_Directive_.
Rewrite the lines below as a JSON list of strings, one string per line, omitting blank lines. Begin at the line that contains "Expected: one point per instance of the white road" and stop after the line that contains "Expected: one point per instance of the helmet", converting only those lines.
— start Given entries —
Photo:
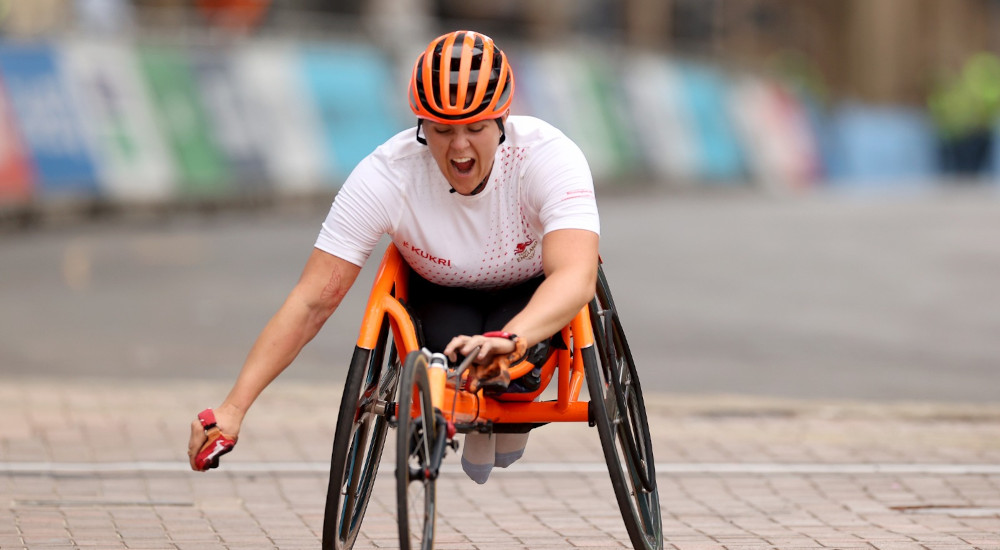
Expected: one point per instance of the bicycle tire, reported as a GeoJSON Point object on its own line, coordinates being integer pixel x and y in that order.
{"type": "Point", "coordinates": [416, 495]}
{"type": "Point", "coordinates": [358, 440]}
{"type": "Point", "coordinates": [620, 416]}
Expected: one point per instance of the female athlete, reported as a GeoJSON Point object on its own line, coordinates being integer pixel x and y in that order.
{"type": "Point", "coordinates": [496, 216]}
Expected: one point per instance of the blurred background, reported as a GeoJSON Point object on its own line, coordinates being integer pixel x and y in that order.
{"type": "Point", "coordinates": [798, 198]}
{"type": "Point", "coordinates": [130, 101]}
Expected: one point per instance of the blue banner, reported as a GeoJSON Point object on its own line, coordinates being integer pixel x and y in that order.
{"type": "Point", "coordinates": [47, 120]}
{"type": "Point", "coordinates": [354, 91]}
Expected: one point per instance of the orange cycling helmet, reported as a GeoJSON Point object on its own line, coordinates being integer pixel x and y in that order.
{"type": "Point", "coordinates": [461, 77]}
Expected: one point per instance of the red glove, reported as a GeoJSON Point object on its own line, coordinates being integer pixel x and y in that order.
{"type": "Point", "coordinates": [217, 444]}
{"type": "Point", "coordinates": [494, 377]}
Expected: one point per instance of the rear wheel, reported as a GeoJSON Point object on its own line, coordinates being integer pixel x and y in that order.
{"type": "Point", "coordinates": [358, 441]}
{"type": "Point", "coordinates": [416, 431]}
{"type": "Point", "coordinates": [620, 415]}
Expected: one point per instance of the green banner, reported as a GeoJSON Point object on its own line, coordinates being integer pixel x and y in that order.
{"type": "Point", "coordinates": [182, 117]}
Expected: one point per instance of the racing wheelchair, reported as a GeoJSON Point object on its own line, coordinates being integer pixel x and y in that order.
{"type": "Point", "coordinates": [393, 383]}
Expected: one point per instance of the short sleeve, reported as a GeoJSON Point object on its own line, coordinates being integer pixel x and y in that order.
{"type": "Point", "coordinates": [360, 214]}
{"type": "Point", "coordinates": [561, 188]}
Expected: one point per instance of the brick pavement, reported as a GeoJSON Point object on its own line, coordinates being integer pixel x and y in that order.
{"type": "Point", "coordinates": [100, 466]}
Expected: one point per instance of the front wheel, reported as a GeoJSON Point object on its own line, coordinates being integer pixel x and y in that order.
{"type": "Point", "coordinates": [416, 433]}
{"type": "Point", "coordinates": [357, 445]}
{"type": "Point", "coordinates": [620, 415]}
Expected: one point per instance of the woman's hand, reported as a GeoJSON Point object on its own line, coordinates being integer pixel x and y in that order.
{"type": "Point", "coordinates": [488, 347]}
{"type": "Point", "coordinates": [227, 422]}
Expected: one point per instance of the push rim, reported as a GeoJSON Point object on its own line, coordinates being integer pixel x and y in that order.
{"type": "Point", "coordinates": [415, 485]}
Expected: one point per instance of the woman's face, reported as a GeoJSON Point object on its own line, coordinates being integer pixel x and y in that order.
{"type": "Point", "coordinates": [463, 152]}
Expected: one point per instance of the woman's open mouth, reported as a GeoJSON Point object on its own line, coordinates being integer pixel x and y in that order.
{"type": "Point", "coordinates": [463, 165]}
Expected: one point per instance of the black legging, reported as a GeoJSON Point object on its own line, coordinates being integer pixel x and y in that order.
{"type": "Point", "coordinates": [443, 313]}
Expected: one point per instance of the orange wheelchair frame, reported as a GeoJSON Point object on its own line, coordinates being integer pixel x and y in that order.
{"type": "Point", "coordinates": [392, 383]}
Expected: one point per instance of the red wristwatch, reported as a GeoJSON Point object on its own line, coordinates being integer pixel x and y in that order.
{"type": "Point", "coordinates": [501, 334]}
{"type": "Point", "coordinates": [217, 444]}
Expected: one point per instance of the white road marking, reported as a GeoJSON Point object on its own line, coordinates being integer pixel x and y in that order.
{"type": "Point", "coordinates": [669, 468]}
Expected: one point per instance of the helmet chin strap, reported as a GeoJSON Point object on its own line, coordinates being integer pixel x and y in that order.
— end Given entries —
— start Given entries —
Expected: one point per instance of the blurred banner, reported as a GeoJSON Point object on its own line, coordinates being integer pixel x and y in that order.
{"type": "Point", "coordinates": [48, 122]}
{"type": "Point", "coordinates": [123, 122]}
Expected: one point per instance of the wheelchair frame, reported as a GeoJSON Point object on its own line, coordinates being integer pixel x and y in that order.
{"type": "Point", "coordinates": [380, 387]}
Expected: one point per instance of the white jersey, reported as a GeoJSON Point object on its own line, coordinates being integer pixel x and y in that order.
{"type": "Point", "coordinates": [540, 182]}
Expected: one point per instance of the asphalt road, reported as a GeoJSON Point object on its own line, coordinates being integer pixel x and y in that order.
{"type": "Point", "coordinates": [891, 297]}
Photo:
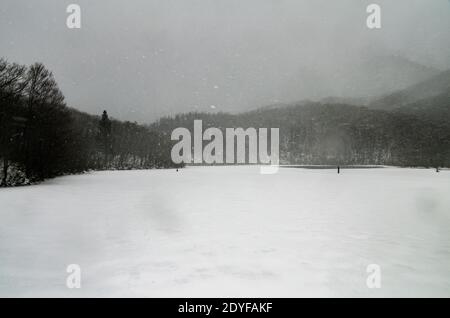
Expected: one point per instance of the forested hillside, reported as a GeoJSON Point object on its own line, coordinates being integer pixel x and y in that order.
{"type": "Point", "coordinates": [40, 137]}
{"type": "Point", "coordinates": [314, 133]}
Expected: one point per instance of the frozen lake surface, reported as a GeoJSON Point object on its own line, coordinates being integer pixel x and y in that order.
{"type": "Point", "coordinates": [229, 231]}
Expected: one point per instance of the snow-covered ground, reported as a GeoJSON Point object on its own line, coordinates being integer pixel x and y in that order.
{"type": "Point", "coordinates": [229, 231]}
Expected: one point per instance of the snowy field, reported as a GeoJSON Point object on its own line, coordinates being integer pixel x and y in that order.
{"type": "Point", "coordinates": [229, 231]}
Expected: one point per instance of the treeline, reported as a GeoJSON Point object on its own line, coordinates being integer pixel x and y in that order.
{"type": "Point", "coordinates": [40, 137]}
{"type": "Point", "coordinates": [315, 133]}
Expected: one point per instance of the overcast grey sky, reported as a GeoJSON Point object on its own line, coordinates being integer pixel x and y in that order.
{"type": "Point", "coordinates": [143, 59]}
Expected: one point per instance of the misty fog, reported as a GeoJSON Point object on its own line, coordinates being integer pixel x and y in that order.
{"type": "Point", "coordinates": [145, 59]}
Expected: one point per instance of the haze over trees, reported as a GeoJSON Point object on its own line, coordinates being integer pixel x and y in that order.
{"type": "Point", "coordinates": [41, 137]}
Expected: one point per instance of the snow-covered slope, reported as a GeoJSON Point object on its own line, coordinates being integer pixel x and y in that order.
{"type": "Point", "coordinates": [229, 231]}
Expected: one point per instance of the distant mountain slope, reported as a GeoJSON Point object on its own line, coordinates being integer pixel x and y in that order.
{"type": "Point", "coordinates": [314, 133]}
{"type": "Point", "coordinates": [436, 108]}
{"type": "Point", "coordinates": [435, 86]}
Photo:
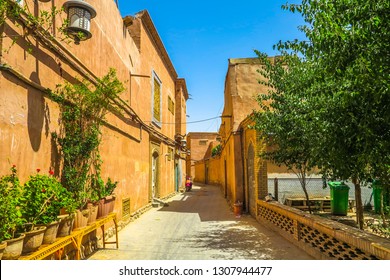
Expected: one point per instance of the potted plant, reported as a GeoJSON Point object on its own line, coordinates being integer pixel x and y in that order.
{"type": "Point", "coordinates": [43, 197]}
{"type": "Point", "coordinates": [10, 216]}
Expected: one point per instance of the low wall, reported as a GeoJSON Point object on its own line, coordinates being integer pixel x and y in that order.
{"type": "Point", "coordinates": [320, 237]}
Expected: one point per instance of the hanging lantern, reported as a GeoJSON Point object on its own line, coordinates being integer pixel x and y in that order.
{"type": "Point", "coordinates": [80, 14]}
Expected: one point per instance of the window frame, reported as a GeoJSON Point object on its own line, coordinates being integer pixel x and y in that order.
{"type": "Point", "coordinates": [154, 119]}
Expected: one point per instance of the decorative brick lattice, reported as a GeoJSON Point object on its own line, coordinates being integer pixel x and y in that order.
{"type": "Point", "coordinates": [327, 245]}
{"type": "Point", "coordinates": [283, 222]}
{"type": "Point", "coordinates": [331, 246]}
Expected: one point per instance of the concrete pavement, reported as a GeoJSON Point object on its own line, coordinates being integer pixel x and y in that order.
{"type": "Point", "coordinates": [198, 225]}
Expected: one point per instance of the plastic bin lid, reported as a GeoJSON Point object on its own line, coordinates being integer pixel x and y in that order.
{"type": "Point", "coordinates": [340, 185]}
— end Given entries —
— start Given entries —
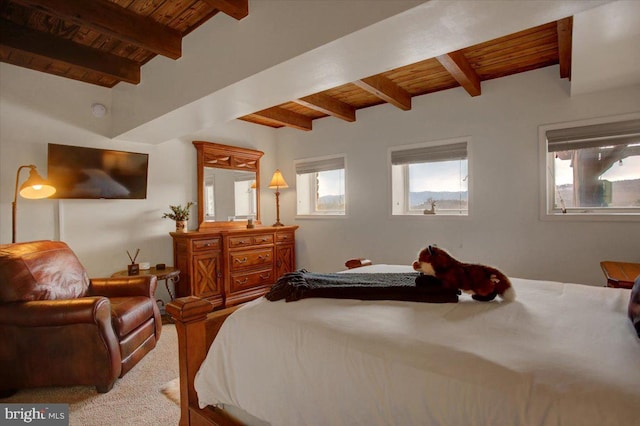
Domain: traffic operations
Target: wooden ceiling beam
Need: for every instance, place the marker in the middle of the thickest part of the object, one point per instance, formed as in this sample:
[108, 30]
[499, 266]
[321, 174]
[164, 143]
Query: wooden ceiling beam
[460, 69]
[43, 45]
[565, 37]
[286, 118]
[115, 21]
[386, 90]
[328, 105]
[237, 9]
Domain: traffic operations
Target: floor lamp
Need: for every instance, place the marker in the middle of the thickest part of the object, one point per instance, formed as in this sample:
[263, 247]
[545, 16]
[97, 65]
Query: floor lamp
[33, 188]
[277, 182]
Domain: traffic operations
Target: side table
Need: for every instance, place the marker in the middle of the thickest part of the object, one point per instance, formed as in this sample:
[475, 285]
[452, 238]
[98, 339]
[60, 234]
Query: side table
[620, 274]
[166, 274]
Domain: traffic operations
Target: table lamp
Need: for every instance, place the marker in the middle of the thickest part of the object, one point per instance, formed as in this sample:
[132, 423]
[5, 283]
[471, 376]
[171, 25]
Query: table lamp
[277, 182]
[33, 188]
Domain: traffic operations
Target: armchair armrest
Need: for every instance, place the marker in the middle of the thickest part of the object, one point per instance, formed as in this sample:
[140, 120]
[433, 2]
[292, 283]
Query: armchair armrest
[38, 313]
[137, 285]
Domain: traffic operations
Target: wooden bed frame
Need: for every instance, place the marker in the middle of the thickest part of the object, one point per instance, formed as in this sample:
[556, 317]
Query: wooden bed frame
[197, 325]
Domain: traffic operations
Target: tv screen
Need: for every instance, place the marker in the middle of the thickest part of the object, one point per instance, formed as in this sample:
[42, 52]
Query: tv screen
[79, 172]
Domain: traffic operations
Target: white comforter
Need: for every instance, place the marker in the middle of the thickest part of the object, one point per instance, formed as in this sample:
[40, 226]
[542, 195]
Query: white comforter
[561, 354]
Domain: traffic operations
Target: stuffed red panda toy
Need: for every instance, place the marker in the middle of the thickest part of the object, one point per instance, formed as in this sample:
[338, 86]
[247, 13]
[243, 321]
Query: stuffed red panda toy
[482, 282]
— end Given entries —
_Reply_.
[
  "Expected: one point per instance of the white road marking, reported as a GeoJSON Point object on its own line, coordinates being integer pixel x and y in that order.",
  "{\"type\": \"Point\", \"coordinates\": [669, 468]}",
  "Expected: one point per instance of the helmet chin strap, reported as a GeoJSON Point object on its own line, coordinates being integer pixel x and y in that order."
]